■ What you have to do: Output the lines below as a Markdown table with the columns Number and Item line, from the line with "of the off-shoulder" to the line with "189;224;238;264", both included. Number the rows and leave out blank lines.

■ Task data:
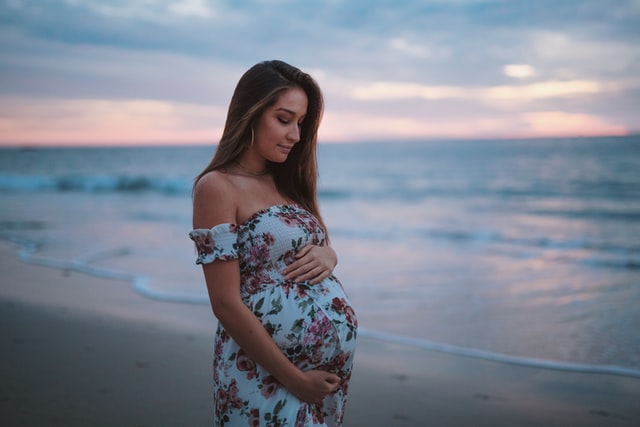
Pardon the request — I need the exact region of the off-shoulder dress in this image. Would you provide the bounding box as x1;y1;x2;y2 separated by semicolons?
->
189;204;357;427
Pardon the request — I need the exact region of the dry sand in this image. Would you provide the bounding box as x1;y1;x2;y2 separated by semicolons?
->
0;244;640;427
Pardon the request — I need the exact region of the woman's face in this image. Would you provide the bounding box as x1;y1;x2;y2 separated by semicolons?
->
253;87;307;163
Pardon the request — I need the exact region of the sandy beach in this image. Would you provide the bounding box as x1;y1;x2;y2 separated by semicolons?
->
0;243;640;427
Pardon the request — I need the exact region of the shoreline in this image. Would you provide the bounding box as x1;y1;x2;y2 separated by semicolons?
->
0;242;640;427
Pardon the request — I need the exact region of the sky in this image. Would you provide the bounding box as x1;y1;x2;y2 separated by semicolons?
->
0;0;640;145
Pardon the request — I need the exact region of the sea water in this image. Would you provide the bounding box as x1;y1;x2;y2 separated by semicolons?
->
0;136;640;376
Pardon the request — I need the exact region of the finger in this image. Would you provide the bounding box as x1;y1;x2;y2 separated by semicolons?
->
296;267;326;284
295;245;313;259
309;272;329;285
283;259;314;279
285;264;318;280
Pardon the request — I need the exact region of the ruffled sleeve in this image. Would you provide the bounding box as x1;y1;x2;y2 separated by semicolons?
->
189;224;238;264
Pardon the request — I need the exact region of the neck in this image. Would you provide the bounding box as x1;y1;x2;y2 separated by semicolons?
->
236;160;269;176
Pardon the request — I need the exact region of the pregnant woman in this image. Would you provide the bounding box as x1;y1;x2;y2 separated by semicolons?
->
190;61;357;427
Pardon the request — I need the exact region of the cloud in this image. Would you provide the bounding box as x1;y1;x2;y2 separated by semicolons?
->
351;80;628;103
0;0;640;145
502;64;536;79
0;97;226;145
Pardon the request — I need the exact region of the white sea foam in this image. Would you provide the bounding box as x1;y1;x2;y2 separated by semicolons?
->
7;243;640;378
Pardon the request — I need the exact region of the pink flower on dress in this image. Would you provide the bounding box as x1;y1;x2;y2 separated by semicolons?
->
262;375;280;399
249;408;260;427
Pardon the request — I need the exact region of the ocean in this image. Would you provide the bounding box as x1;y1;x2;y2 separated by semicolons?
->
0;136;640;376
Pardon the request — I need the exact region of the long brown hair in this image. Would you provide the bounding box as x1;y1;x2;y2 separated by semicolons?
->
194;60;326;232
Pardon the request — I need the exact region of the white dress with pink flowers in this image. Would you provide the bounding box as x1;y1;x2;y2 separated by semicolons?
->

* * *

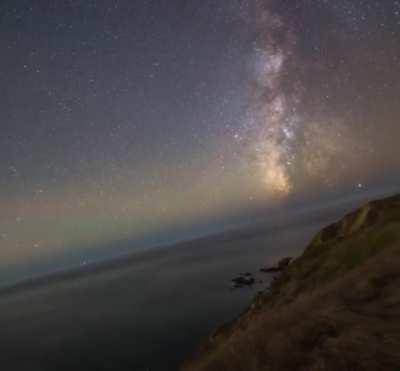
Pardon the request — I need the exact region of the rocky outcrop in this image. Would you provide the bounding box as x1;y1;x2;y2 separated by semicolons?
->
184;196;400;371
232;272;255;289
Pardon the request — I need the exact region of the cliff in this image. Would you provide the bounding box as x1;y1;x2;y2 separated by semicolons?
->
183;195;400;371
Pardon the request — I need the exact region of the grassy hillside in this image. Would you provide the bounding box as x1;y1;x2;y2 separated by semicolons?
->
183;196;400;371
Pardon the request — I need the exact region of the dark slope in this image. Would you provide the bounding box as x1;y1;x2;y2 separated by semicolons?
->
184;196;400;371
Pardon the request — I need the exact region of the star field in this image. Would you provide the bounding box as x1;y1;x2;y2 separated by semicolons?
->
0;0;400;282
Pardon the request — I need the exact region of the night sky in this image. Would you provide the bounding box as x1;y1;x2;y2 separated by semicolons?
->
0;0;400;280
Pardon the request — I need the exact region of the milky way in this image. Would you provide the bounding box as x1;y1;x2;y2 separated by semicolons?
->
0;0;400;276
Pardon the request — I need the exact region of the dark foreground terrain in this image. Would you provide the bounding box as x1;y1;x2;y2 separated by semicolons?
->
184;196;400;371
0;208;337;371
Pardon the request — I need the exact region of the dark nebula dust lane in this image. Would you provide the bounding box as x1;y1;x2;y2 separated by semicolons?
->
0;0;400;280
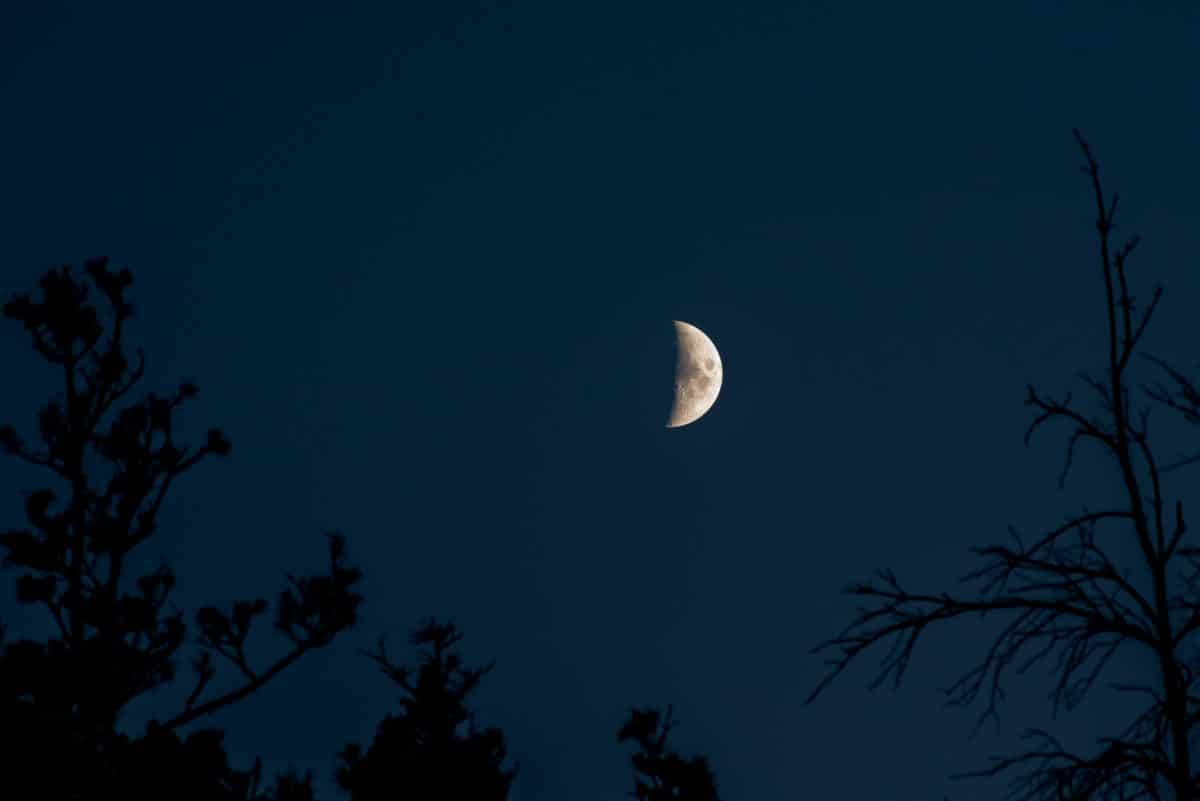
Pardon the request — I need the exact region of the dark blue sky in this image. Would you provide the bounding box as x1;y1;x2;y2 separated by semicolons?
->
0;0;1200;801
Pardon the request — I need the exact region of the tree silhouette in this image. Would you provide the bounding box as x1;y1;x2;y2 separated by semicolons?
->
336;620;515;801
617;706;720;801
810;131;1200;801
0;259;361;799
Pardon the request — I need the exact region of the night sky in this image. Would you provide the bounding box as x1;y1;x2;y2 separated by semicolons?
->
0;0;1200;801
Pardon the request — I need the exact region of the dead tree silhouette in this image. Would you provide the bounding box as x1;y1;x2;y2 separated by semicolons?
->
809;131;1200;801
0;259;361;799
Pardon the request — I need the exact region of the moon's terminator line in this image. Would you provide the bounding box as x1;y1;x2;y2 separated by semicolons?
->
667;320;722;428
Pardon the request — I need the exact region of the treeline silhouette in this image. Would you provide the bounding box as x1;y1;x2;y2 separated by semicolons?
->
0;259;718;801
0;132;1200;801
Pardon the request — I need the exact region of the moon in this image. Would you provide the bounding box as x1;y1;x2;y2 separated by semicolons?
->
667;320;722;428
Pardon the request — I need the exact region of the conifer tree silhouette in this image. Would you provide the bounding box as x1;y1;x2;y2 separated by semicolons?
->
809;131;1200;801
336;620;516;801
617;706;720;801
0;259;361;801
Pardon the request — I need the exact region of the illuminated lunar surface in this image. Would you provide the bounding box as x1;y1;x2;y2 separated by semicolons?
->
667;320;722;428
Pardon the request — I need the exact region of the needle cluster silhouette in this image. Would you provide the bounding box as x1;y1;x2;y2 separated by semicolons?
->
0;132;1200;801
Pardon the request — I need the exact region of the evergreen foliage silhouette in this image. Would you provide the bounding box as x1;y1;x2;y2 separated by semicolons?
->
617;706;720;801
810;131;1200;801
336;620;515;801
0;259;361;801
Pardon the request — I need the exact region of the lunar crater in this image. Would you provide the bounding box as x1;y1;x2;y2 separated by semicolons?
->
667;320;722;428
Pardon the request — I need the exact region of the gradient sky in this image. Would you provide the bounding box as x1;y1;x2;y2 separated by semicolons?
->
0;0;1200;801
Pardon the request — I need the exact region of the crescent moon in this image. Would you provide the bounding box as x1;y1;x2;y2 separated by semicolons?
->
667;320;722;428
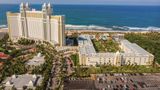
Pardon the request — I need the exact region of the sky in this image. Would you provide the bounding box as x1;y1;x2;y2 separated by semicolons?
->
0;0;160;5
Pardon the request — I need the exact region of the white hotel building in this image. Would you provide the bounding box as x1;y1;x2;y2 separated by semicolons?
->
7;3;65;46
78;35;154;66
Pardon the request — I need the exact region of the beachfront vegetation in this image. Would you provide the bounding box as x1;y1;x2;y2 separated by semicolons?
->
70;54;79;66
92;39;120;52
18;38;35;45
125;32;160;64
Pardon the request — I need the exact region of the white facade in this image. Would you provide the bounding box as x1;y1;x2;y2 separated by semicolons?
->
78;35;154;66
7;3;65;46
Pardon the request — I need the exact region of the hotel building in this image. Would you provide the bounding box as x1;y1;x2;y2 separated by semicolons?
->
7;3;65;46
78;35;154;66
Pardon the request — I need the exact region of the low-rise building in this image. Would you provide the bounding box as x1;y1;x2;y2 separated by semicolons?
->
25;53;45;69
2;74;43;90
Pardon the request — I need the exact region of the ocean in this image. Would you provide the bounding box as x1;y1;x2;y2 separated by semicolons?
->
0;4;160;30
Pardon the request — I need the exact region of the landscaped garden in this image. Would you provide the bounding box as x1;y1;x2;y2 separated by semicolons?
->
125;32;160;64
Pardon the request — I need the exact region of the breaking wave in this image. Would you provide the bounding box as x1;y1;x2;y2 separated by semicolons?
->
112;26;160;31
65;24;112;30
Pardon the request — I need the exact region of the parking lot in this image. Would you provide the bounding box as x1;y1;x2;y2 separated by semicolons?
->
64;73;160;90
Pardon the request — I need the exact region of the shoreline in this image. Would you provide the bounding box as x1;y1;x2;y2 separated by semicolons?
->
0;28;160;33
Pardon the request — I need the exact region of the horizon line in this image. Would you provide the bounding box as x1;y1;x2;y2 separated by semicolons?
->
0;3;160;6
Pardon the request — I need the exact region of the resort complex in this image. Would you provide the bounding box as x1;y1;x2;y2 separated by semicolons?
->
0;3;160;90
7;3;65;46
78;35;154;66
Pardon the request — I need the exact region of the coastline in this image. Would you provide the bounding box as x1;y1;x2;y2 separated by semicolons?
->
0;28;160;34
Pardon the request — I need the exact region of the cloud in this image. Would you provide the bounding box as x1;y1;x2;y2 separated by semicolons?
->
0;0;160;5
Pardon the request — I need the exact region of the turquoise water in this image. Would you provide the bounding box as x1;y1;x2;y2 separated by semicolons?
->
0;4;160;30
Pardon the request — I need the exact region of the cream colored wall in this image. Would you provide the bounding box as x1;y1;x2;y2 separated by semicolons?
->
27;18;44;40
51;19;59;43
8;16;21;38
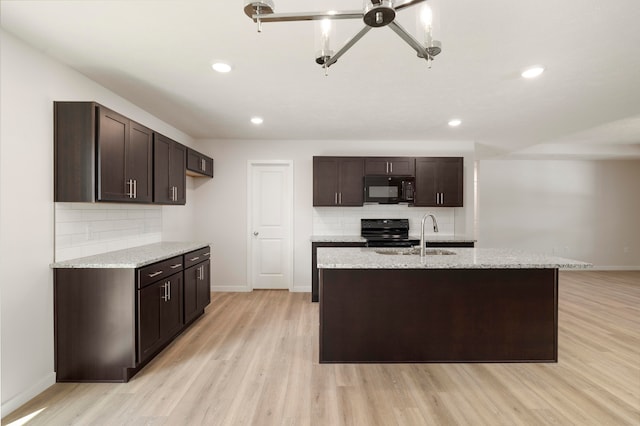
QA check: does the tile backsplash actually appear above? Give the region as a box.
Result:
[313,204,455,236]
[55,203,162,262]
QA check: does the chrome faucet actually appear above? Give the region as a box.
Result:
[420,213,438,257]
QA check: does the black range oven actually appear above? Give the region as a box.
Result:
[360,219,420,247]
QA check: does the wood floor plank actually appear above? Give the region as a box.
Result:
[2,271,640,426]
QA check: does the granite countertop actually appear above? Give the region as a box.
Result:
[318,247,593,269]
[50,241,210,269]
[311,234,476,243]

...

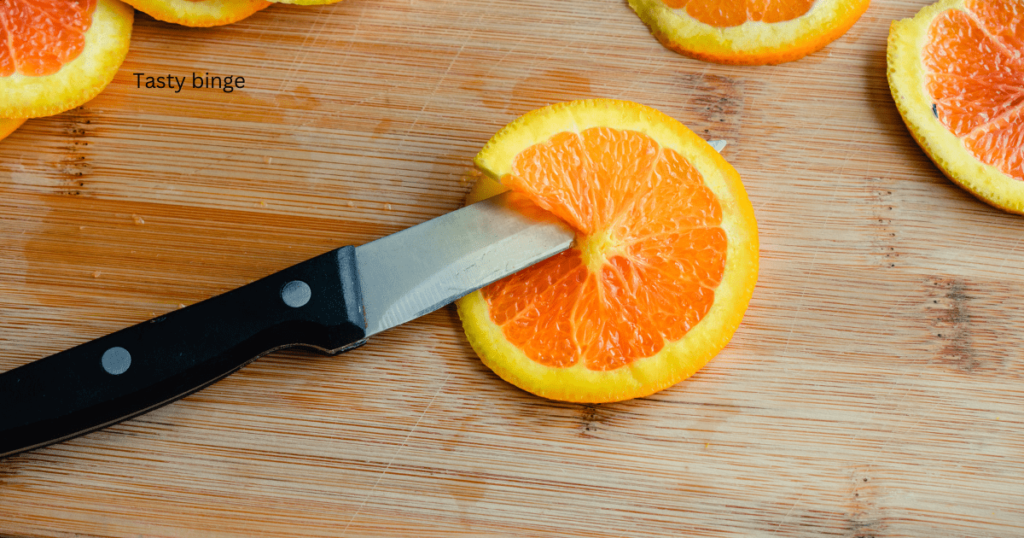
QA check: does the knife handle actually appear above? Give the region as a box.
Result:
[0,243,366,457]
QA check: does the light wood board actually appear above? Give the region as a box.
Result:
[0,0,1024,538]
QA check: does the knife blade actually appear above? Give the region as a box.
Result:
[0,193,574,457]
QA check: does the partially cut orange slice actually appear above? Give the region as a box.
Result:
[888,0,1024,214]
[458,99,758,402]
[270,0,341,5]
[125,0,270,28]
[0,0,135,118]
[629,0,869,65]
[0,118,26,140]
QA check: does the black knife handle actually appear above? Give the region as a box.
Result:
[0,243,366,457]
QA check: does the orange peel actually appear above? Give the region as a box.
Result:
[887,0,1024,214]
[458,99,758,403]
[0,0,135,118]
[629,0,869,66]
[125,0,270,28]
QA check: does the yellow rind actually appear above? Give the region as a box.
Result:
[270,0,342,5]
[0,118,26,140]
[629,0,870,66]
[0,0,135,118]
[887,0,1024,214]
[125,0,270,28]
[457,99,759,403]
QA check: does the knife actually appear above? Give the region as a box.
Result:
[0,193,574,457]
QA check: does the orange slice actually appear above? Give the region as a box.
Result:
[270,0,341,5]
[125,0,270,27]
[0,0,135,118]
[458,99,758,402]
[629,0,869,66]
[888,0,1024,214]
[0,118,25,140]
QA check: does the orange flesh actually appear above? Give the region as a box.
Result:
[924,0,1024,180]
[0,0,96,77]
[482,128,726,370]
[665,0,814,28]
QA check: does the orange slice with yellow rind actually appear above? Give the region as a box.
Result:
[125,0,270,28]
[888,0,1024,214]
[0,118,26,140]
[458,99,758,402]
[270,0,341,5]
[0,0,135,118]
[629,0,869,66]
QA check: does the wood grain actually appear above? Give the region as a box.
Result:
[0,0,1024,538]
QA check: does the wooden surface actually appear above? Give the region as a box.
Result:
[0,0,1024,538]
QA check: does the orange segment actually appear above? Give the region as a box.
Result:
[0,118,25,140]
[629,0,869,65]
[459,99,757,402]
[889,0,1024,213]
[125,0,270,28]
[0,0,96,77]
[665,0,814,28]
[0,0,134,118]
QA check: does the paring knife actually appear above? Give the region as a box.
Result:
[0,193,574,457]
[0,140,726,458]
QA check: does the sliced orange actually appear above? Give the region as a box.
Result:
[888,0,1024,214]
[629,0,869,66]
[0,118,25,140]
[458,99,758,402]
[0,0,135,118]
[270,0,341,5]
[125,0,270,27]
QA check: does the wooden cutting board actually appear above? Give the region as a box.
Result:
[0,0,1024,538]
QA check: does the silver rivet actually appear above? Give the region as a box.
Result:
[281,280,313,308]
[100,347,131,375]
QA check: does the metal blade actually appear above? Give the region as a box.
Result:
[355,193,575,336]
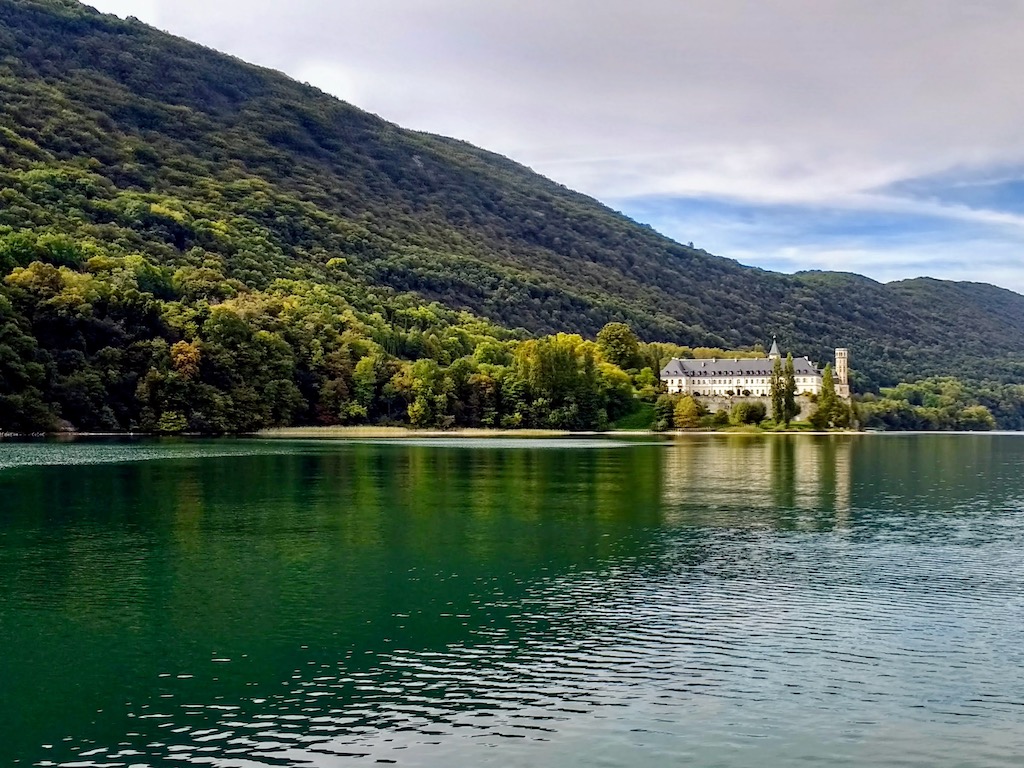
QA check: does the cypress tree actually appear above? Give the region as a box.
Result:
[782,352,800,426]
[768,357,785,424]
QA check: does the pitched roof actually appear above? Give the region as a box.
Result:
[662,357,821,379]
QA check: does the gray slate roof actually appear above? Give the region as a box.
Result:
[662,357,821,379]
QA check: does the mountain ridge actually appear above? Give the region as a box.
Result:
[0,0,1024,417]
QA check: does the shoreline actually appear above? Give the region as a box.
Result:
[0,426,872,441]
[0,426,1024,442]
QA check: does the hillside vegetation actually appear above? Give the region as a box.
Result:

■ Answer for the task:
| Number | Item line |
|---|---|
| 1 | Pardon the request — I need the exact region of the off-shoulder dress in this image. Would you provide the bounding box as x1;y1;x2;y2 separated by semicolons? |
| 2 | -> |
| 3 | 189;204;357;427 |
| 4 | Pardon the request — I need the exact region of the dry sand in this image. Would you provide the bounding box as x1;y1;x2;y2 separated by semicolons? |
| 5 | -> |
| 6 | 0;244;640;427 |
| 7 | Pardon the request — I need the exact region of the woman's face in this image. Would you provide the bounding box as x1;y1;x2;y2 separated by semicolons? |
| 8 | -> |
| 9 | 253;87;307;163 |
| 10 | Pardon the request — I need the exact region of the sandy beach in this image. Would you provide the bounding box as x1;y1;x2;y2 separated by semicolons? |
| 11 | -> |
| 12 | 0;243;640;427 |
| 13 | Pardon the request — I need the exact region of the shoreline in this image. Would you provide the bounding box as x1;y1;x2;y2 separated by semicolons? |
| 14 | -> |
| 15 | 0;242;640;427 |
| 16 | Pardon the request — I need the exact region of the sky in this image. Would you provide the bounding box as x1;y1;x2;y2 separated by semicolons? |
| 17 | -> |
| 18 | 0;0;640;145 |
| 19 | Pardon the request — I need the exact region of the sea water in this image. Would you provide the bounding box as x1;y1;x2;y2 separated by semicolons? |
| 20 | -> |
| 21 | 0;136;640;376 |
| 22 | Pardon the request — I need the exact region of the finger in this image. Would you provide the bounding box as x1;y1;x2;y2 separated by semicolons? |
| 23 | -> |
| 24 | 296;267;326;284 |
| 25 | 295;245;313;259 |
| 26 | 309;272;329;285 |
| 27 | 283;259;314;279 |
| 28 | 285;264;318;280 |
| 29 | Pardon the request — I need the exact region of the ruffled sleeve in this image. Would you provide the bounding box as x1;y1;x2;y2 separated by semicolons? |
| 30 | -> |
| 31 | 189;224;238;264 |